_Problem_. Copy out the data below, all of it, exactly.

_Supplied material_.
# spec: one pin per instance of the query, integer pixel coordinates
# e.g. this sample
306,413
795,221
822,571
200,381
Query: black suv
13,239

_Written answer_.
# spec: one pin per instance of the query, integer pixel coordinates
# e.g. this sample
306,413
795,221
822,571
200,381
Query: black suv
13,239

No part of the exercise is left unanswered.